» **Your objective**:
Please output every record exactly, keeping each line as it is.
* * *
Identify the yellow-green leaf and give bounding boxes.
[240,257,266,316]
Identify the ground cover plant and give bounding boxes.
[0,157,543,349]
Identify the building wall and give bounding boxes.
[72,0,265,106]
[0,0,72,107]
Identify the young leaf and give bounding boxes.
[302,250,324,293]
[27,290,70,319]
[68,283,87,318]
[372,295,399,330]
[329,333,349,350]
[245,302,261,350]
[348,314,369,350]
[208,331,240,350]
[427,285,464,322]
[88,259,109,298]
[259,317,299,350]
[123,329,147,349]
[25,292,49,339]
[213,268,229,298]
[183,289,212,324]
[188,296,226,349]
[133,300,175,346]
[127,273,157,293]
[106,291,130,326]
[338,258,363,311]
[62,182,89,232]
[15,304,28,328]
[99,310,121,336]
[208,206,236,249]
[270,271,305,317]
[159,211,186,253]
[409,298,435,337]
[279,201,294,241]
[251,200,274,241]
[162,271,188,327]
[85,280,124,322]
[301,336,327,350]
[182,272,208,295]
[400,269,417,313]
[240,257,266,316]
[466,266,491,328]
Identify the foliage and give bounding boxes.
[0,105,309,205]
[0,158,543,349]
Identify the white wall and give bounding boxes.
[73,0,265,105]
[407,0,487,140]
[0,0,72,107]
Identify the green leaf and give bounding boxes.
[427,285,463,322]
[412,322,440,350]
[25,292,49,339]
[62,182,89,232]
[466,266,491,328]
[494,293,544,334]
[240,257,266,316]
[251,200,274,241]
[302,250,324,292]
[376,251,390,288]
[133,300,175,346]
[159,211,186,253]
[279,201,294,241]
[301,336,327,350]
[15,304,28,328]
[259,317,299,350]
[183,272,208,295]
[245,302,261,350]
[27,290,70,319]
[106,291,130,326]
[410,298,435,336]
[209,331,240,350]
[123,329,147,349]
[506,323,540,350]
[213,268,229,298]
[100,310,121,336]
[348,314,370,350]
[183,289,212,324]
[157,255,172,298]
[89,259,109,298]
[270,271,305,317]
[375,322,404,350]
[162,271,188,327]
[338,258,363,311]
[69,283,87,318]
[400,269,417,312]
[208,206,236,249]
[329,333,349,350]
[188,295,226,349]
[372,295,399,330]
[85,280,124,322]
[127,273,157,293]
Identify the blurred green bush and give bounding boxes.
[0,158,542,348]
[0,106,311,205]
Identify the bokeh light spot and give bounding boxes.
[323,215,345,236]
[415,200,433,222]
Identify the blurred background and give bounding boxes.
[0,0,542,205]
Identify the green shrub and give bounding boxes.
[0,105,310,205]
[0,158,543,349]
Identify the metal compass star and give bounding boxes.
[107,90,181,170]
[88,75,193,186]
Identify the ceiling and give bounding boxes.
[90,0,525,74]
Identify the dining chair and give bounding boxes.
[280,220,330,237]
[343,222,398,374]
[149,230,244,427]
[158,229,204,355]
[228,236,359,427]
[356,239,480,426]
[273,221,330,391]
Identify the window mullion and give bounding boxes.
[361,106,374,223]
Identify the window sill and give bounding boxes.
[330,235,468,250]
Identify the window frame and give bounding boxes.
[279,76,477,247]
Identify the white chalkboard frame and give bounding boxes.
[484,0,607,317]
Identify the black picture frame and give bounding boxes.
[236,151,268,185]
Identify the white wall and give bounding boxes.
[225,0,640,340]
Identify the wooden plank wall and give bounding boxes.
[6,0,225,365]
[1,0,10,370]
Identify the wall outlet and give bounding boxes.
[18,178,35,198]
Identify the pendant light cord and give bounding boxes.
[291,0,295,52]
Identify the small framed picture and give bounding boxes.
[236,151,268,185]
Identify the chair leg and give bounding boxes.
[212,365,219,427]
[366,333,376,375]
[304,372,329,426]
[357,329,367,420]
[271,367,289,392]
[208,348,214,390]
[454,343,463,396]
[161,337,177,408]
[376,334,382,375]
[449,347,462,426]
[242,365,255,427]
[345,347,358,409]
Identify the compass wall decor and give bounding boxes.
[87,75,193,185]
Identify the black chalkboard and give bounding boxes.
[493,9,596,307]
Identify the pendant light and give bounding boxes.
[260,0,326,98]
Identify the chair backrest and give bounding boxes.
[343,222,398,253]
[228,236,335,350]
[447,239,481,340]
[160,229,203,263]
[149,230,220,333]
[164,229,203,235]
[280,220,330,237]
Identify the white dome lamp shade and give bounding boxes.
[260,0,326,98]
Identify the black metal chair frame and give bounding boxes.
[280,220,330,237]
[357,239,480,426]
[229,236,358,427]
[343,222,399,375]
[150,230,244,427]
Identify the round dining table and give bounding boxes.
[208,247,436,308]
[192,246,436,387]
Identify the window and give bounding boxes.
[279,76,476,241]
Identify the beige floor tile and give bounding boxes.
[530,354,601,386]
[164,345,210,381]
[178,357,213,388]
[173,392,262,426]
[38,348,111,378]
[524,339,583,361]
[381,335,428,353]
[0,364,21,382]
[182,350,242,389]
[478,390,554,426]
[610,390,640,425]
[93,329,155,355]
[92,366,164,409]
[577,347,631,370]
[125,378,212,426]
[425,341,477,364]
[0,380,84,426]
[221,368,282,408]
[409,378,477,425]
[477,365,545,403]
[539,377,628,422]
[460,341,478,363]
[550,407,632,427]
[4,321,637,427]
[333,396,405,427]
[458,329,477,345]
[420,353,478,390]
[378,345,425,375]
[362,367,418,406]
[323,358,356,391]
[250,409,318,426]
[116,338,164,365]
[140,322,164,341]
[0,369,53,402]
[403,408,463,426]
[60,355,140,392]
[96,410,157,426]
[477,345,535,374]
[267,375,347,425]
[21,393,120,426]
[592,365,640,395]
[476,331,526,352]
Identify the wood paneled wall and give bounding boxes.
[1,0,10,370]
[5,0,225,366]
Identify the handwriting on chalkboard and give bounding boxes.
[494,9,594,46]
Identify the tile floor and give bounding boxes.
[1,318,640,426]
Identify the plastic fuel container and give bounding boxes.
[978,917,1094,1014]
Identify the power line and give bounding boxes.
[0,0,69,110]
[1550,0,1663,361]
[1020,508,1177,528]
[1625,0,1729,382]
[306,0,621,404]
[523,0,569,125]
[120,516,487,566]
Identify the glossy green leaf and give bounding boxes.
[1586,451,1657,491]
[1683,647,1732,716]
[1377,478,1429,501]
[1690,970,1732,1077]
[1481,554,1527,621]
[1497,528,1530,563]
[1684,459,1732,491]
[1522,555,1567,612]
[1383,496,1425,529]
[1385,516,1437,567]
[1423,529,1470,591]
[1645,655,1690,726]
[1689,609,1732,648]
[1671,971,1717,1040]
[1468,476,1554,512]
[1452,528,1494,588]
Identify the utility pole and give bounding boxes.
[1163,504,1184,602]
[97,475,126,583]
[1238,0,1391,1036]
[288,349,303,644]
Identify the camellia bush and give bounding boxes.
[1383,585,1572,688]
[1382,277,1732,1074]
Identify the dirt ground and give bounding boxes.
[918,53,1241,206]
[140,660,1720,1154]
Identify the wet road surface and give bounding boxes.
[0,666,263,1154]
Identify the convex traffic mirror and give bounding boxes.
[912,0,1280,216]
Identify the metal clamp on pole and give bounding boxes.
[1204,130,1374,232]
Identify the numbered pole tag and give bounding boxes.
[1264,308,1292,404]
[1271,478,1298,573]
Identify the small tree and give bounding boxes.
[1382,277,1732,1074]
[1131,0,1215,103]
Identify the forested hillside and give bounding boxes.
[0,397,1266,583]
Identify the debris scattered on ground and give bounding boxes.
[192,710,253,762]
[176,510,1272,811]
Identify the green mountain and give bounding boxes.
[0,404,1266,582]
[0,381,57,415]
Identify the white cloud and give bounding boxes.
* * *
» **Answer for the task**:
Identify the yellow-green leaf and give bounding boxes.
[240,257,266,316]
Identify the ground cover plant and give bounding boxes.
[0,157,543,349]
Identify the building wall and give bounding boxes.
[72,0,265,106]
[0,0,72,107]
Identify the young leaf and give bounding boxes.
[302,250,324,293]
[27,290,70,319]
[68,283,87,318]
[372,295,399,330]
[329,333,349,350]
[245,302,261,350]
[348,314,369,350]
[208,331,240,350]
[427,285,464,322]
[88,259,109,298]
[259,317,299,350]
[123,329,147,349]
[25,292,49,339]
[213,268,229,298]
[183,289,212,324]
[188,296,226,349]
[133,300,175,346]
[127,273,157,293]
[106,291,130,326]
[338,258,363,311]
[62,182,89,232]
[15,304,28,328]
[99,310,121,336]
[208,206,236,249]
[270,271,305,317]
[159,211,186,253]
[409,298,435,337]
[279,201,294,241]
[251,200,274,241]
[162,271,188,327]
[85,280,124,322]
[301,336,327,350]
[182,272,208,295]
[400,269,417,313]
[240,257,266,316]
[466,266,491,328]
Identify the foliage and give bounding boxes.
[0,105,309,205]
[0,158,543,349]
Identify the white wall and give bounding boxes.
[73,0,265,105]
[407,0,487,140]
[0,0,72,107]
Identify the green leaf and give bounding boxes.
[427,285,463,322]
[412,322,440,350]
[25,292,49,339]
[62,182,89,232]
[466,266,491,328]
[494,293,544,334]
[240,257,266,316]
[251,200,274,241]
[302,250,324,292]
[376,251,390,288]
[133,300,175,346]
[159,211,186,253]
[279,201,294,241]
[301,336,327,350]
[15,304,28,328]
[259,317,299,350]
[183,272,208,295]
[245,302,261,350]
[27,290,70,319]
[106,291,130,326]
[410,298,435,336]
[209,331,240,350]
[123,329,147,349]
[506,323,540,350]
[213,268,229,298]
[100,310,121,336]
[348,314,370,350]
[183,289,212,324]
[157,255,172,298]
[89,259,109,298]
[270,271,305,317]
[375,322,404,350]
[162,271,188,327]
[338,258,363,311]
[69,283,87,318]
[400,269,417,312]
[208,206,236,249]
[329,333,349,350]
[188,295,226,349]
[372,295,399,330]
[85,280,124,322]
[127,273,157,293]
Identify the blurred green bush and give bounding boxes.
[0,158,542,348]
[0,106,311,205]
Identify the bokeh light spot and give bounding boxes.
[323,215,345,236]
[415,200,433,222]
Identify the blurred background and give bounding boxes.
[0,0,542,205]
Identify the green shrub and give bounding boxes.
[0,105,310,205]
[0,158,543,349]
Identify the metal compass star and give bounding boxes.
[107,90,181,170]
[88,75,193,186]
Identify the ceiling and give bounding boxes.
[90,0,525,74]
Identify the dining chair and give bounding boxes.
[280,220,330,237]
[343,222,398,374]
[149,230,244,427]
[158,229,204,355]
[228,236,359,427]
[356,239,480,426]
[273,221,330,391]
Identify the window mullion and give bounding boxes.
[361,106,374,223]
Identify the window sill and give bounding boxes.
[330,235,468,250]
Identify the window frame and give bounding boxes.
[279,76,477,247]
Identify the white chalkboard frame and give bounding boxes.
[484,0,607,317]
Identify the black picture frame and give bounding boxes.
[236,151,268,185]
Identify the white wall and give bounding boxes.
[225,0,640,340]
Identify the wooden plank wall and give bounding boxes.
[6,0,225,365]
[1,0,10,370]
Identify the wall outlet and give bounding boxes.
[18,178,35,198]
Identify the pendant light cord and give bounding boxes.
[291,0,295,52]
Identify the small framed picture and give bounding boxes.
[236,151,268,185]
Identify the chair leg and give bounding boxes.
[212,365,219,427]
[366,333,376,375]
[304,372,329,426]
[357,329,367,420]
[271,367,289,392]
[208,348,214,390]
[454,343,463,396]
[161,337,177,408]
[376,334,382,375]
[449,347,462,426]
[242,365,255,427]
[345,347,358,409]
Identify the compass wall decor and give bounding boxes.
[87,75,193,185]
Identify the black chalkboard and give bounding boxes.
[493,9,596,307]
Identify the pendant light and give bounding boxes.
[260,0,326,98]
Identify the chair backrest and give bounding boxes.
[343,222,398,253]
[228,236,335,350]
[447,239,481,340]
[160,229,203,263]
[149,230,220,333]
[164,229,203,235]
[280,220,330,237]
Identify the white dome lamp shade and give bounding boxes.
[260,0,326,98]
Identify the black metal chair frame and give bounding boxes.
[280,220,330,237]
[357,239,480,426]
[229,236,358,427]
[343,222,399,375]
[150,230,244,427]
Identify the round dining table and give bounding boxes.
[208,247,436,308]
[192,246,436,387]
Identify the window and give bounding boxes.
[279,76,476,241]
Identify the beige floor tile and give bounding boxes.
[530,354,601,386]
[164,345,210,381]
[178,357,213,388]
[173,392,262,426]
[38,348,111,378]
[524,339,583,361]
[381,335,428,353]
[0,364,21,382]
[182,350,242,389]
[478,390,554,426]
[610,390,640,425]
[93,329,155,355]
[92,366,164,409]
[577,347,631,370]
[125,378,212,426]
[425,341,477,364]
[0,380,84,426]
[221,368,282,408]
[409,378,477,425]
[477,365,545,403]
[539,377,628,422]
[460,341,478,363]
[550,407,632,427]
[4,321,637,427]
[333,396,405,427]
[458,329,477,345]
[420,353,478,390]
[378,345,425,375]
[362,367,418,406]
[323,358,356,391]
[250,409,318,426]
[116,338,164,365]
[140,322,164,341]
[0,369,53,402]
[403,408,463,426]
[60,355,140,392]
[96,410,157,426]
[477,345,535,374]
[267,375,347,425]
[21,393,120,426]
[592,365,640,395]
[476,331,526,352]
Identify the wood paneled wall and give bounding boxes.
[1,0,10,370]
[5,0,225,366]
Identify the handwriting on chalkboard and give bounding boxes.
[494,9,594,46]
Identify the tile floor and give bounding boxes.
[1,318,640,426]
Identify the plastic fuel container and give bounding boxes.
[978,917,1094,1014]
Identify the power line and give bounding boxes.
[0,0,69,110]
[1550,0,1663,361]
[1020,508,1177,528]
[1625,0,1729,382]
[306,0,621,404]
[523,0,569,125]
[120,516,487,566]
Identify the glossy green leaf and give bounding boxes.
[1586,451,1657,491]
[1683,647,1732,716]
[1377,478,1429,501]
[1690,970,1732,1077]
[1481,554,1527,621]
[1497,528,1530,563]
[1684,459,1732,491]
[1522,555,1567,612]
[1383,496,1425,529]
[1385,516,1437,567]
[1423,529,1470,591]
[1645,655,1690,726]
[1689,609,1732,648]
[1671,971,1717,1040]
[1468,476,1554,512]
[1452,528,1494,588]
Identify the utility pole and give bounding boxes.
[1163,504,1184,602]
[97,475,126,583]
[1238,0,1391,1036]
[288,349,303,644]
Identify the camellia bush and give bounding boxes.
[1383,585,1572,688]
[1382,277,1732,1074]
Identify the dirt ground and give bounding boxes.
[918,53,1241,206]
[140,660,1720,1154]
Identify the wet road surface and give bounding boxes.
[0,666,263,1154]
Identify the convex traffic mirror and give bounding boxes.
[912,0,1280,216]
Identify the metal clamp on pole and give bounding boxes.
[1204,130,1374,232]
Identify the numbered pole tag and give bounding boxes.
[1264,308,1292,404]
[1271,478,1298,573]
Identify the small tree and give bounding boxes.
[1382,277,1732,1074]
[1131,0,1215,103]
Identify the forested hillside and give bounding boxes.
[0,397,1266,583]
Identify the debris scattered on ground and give bounding boxes.
[192,710,253,762]
[176,510,1272,811]
Identify the green mountain and give bounding boxes.
[0,404,1266,582]
[0,381,57,415]
Identify the white cloud and give bounding boxes.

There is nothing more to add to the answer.